# Goal
In the part of the records that opens with the line containing "Practice. Find the plastic" and closes with the line containing "pixel 134 290", change "marker" to "pin". Give those lines again with everything else unchanged.

(Data drawn from a collection)
"""
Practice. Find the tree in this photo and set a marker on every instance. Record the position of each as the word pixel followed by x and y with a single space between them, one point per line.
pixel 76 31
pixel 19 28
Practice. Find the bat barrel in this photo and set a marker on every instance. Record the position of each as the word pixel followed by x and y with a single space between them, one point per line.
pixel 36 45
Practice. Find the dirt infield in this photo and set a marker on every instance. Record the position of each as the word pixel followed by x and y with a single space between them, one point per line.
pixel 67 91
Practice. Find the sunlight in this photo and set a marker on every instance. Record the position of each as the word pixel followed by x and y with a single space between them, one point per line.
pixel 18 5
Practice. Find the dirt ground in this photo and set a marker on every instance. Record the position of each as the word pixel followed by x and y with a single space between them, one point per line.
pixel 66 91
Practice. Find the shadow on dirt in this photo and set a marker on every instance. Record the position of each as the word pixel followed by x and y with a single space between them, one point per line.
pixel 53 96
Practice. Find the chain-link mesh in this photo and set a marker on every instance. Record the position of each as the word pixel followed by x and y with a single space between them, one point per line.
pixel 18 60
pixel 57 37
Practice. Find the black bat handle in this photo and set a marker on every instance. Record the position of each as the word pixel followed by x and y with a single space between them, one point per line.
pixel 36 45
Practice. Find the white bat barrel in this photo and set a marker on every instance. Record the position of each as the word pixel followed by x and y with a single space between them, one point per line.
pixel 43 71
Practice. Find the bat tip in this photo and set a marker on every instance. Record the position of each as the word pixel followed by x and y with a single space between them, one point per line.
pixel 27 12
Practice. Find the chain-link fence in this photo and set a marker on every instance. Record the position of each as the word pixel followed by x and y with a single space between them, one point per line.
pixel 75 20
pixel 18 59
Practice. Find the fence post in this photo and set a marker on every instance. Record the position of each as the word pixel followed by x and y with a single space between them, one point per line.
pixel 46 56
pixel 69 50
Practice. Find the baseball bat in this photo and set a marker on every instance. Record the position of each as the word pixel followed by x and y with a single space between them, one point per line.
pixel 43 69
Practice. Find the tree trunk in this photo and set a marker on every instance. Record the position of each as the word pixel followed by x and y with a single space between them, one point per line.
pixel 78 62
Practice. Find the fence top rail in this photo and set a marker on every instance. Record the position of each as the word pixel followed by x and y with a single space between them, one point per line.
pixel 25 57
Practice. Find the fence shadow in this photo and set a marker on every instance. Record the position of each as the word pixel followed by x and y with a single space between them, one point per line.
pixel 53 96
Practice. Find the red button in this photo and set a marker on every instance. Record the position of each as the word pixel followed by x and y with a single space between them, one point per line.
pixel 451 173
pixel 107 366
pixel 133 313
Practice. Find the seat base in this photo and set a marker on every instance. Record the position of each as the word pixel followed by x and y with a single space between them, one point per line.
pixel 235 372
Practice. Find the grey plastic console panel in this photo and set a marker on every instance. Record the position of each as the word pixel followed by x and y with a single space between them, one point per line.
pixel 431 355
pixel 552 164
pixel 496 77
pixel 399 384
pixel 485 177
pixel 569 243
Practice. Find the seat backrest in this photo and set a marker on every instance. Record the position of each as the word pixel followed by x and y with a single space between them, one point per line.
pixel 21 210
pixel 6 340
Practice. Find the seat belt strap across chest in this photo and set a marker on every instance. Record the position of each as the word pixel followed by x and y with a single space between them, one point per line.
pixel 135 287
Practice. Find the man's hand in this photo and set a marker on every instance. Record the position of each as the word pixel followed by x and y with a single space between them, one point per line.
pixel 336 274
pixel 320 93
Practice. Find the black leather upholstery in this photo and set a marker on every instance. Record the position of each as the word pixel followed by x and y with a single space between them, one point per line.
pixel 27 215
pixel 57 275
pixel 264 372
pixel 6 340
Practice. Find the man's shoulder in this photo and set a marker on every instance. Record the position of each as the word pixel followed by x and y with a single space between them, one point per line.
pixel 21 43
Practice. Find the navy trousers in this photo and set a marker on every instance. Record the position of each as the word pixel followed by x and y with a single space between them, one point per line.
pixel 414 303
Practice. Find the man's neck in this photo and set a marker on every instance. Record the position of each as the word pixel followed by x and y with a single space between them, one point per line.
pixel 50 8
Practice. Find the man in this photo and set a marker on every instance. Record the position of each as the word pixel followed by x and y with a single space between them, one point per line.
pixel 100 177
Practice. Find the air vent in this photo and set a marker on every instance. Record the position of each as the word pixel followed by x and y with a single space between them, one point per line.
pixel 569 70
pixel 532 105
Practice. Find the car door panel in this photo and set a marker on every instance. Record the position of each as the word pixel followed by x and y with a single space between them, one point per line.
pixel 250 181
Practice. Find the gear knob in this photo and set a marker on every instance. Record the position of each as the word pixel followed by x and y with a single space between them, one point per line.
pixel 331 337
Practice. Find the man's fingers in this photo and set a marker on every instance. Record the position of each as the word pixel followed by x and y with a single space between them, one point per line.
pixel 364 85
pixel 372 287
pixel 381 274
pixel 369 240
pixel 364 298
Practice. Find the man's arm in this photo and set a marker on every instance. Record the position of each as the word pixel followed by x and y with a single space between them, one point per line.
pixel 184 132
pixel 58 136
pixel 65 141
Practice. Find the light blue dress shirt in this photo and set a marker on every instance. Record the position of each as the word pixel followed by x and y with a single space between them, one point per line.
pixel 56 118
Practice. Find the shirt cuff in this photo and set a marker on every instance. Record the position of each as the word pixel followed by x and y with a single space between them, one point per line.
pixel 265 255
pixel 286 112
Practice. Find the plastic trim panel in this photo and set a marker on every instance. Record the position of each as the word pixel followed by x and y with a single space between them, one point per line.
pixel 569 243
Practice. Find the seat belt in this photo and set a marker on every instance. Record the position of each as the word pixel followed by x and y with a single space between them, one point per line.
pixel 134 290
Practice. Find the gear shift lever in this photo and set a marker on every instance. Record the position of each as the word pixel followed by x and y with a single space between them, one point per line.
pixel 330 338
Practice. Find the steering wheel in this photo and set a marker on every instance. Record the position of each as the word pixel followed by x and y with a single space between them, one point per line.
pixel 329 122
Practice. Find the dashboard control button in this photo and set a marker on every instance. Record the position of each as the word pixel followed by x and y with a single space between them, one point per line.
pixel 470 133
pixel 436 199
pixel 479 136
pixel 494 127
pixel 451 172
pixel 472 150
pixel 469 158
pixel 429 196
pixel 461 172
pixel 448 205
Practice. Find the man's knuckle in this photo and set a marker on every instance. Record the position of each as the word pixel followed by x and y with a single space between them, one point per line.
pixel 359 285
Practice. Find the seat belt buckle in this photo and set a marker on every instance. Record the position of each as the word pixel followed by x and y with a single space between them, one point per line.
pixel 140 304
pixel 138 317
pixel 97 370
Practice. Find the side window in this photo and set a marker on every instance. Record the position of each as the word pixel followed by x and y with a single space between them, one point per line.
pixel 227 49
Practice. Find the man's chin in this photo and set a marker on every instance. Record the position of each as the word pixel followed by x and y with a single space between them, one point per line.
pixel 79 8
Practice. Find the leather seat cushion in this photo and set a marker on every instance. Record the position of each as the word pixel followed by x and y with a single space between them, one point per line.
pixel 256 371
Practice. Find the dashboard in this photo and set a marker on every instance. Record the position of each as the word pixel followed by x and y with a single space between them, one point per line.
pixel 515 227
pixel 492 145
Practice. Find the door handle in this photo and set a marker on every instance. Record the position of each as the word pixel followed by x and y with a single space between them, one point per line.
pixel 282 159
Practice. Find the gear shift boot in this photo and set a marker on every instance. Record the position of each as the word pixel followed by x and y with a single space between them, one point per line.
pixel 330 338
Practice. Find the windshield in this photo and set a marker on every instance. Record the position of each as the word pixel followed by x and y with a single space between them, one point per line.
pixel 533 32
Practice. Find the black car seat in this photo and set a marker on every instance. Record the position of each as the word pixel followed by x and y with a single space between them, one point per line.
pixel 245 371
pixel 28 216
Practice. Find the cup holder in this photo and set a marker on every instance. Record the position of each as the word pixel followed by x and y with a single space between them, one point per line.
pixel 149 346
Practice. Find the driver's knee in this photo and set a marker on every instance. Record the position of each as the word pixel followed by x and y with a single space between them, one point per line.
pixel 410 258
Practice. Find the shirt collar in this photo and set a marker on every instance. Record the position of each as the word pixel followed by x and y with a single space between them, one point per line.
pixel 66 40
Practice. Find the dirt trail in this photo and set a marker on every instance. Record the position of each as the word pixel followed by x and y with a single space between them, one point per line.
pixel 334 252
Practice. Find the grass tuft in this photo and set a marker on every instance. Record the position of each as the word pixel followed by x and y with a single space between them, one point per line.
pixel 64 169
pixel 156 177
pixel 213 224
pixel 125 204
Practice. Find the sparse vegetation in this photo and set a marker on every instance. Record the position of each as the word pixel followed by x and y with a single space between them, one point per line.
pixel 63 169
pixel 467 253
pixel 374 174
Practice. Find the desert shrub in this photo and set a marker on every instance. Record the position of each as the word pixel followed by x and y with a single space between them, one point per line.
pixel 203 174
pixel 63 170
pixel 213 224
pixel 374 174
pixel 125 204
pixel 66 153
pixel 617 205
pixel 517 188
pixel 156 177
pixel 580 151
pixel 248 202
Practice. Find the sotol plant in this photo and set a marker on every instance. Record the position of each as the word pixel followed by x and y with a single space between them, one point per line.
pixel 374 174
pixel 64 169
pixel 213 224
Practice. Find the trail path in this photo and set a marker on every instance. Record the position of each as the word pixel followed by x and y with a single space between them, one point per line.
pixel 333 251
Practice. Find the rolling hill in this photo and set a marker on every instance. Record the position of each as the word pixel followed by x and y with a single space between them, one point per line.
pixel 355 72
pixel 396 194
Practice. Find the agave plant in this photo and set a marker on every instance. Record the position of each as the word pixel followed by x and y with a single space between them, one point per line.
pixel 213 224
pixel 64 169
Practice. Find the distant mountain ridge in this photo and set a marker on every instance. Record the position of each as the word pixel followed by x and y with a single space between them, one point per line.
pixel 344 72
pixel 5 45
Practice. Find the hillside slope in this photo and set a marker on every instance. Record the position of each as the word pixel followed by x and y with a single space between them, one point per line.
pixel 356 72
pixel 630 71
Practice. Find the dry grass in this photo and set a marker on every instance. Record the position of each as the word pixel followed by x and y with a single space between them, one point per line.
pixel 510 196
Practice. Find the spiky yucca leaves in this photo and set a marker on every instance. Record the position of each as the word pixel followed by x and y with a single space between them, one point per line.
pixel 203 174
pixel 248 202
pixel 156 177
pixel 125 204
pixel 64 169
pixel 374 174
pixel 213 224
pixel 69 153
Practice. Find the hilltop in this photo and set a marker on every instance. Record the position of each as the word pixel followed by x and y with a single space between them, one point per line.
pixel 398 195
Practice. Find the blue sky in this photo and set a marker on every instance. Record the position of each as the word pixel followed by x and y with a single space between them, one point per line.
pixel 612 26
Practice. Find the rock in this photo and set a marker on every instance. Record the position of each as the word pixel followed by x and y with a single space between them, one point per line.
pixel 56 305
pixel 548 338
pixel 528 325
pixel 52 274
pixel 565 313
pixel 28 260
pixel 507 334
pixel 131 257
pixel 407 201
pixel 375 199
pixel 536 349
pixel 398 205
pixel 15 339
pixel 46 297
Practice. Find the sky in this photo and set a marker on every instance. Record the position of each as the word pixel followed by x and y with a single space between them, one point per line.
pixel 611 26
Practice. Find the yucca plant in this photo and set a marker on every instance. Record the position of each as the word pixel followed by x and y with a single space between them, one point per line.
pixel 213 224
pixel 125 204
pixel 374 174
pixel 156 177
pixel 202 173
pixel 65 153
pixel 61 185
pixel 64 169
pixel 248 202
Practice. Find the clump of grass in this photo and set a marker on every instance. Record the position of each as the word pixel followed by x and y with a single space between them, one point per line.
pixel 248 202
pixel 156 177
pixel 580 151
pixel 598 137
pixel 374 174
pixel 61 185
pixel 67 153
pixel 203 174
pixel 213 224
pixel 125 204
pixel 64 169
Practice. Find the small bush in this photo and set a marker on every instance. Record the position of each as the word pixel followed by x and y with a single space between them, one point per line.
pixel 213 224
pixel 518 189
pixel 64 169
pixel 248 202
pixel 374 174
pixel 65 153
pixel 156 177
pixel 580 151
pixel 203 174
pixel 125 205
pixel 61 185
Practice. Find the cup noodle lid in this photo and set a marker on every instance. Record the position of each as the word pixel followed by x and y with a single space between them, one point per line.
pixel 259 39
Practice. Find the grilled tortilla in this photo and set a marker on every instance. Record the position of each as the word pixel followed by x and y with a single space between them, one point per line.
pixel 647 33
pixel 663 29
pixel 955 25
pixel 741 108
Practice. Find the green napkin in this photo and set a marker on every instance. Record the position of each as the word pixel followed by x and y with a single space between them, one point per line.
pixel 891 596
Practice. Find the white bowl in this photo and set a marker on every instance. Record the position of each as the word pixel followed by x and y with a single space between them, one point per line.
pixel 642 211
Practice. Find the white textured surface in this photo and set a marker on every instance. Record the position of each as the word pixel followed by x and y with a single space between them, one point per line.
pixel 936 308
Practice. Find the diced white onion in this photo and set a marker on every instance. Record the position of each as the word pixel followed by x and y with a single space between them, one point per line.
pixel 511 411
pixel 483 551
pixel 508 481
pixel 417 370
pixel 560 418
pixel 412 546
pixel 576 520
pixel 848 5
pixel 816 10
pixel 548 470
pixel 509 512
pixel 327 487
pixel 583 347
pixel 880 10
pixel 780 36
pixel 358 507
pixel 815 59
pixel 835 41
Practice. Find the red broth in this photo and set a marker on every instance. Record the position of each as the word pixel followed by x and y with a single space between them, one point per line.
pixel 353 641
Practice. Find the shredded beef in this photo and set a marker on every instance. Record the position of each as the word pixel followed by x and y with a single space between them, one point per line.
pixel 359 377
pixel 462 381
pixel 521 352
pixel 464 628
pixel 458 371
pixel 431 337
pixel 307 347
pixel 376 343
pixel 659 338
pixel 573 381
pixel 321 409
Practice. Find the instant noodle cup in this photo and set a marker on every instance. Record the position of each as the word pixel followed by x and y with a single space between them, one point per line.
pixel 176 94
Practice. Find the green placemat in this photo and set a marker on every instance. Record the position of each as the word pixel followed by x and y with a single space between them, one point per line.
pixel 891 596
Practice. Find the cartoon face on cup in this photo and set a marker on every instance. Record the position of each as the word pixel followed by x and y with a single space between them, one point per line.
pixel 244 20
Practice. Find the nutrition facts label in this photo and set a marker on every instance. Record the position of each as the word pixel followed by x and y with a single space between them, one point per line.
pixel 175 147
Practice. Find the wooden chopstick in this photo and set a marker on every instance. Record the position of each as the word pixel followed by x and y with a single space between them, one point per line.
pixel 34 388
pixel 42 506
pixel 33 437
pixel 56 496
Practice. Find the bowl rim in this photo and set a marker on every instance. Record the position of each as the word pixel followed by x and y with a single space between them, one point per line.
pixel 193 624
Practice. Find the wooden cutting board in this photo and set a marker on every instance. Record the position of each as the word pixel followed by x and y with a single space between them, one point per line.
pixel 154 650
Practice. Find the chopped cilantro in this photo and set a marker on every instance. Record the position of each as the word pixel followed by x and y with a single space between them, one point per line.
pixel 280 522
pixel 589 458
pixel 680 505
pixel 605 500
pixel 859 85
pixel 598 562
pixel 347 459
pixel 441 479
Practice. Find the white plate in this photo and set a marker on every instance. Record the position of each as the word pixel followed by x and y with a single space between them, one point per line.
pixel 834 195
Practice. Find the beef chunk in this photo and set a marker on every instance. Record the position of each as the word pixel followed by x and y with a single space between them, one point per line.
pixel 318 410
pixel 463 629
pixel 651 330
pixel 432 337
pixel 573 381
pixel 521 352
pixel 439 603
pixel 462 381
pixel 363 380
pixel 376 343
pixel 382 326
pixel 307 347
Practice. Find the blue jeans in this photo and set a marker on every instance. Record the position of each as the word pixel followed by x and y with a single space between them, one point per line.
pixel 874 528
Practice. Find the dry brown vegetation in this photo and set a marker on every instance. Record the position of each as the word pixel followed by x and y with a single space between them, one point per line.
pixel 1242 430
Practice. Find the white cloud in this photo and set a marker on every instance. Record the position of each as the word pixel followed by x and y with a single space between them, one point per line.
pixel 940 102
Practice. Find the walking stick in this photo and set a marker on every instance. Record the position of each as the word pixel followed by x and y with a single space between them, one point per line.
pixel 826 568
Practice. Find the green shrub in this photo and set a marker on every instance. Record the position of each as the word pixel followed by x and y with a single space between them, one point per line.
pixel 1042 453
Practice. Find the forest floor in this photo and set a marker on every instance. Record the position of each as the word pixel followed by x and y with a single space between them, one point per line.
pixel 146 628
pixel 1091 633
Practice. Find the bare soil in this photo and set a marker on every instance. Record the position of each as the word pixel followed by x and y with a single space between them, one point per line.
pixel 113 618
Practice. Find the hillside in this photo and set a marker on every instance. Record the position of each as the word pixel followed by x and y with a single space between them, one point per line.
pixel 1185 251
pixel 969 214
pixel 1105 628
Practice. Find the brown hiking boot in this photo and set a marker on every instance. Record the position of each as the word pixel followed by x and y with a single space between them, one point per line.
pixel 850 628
"""
# Output for this task
Practice. Find the plastic trim panel in this photo and set a pin on every instance. Record the position of each as the word pixel followed by x and y with a single space between them, one point per line.
pixel 569 243
Practice. Find the seat belt in this photo and set a pin on every instance. Record the position of each as the word pixel followed by x and y with a single space between them, one point per line.
pixel 134 290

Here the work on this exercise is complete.